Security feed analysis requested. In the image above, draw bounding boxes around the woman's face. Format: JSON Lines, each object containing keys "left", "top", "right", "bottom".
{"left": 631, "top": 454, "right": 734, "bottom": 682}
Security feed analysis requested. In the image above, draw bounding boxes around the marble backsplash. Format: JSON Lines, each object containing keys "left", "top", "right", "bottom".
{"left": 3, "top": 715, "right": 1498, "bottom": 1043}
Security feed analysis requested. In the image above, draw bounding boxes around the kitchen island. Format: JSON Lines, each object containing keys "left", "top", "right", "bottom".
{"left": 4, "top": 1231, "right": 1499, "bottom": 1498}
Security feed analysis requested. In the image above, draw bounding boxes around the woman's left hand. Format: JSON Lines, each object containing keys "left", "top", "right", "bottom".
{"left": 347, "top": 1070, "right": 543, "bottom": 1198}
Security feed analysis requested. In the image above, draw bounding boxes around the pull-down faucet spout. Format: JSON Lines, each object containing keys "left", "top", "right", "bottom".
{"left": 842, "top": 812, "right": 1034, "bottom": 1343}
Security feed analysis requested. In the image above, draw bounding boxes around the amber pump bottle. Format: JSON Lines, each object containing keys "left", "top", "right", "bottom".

Exercise directions:
Set down exactly the lines above, from the one containing "around the pull-down" to the final line of the material, with both ends kept and no other lines.

Answer:
Security feed analysis requested. In the image above, draw bounding boxes around the pull-down faucet spout. Format: JSON Lines, each object containing keys "left", "top", "right", "bottom".
{"left": 842, "top": 812, "right": 1034, "bottom": 1343}
Security feed analysis requested. In the image above, draw bounding boxes around the amber pump bottle. Format: JSON Lines, each object containing keys "left", "top", "right", "bottom".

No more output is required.